→ Excerpted text:

Although Enzo Ferrari resisted the move even with Cooper dominating F1, Ferrari began producing mid-engined racing cars in early 1960s with the Dino-V6-engine Formula One Ferrari 246 P and the sport prototype SP-series.
The V12 sports car racers followed in 1963. Although these cars shared their numerical designations (based on engine displacement) with road models, they were almost entirely dissimilar. The first Ferrari mid-engine road car did not arrive until the 1967 Dino 206 GT, and it was 1971 before a Ferrari 12-cylinder engine was placed behind a road-going driver in the 365 GT4 BB.

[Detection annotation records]
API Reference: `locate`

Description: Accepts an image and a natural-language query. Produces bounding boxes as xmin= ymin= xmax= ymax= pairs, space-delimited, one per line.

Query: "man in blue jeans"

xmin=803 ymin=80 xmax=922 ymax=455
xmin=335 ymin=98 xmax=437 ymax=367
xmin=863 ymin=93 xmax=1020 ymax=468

→ What the task asks:
Answer these questions from the passage on Ferrari's mid-engined cars:
1. Which Dino-V6-engine Formula One car did Ferrari produce?
2. In what year did the V12 sports car racers follow?
3. Which model was the first Ferrari mid-engine road car?

→ Exercise result:
1. The Ferrari 246 P.
2. 1963.
3. The 1967 Dino 206 GT.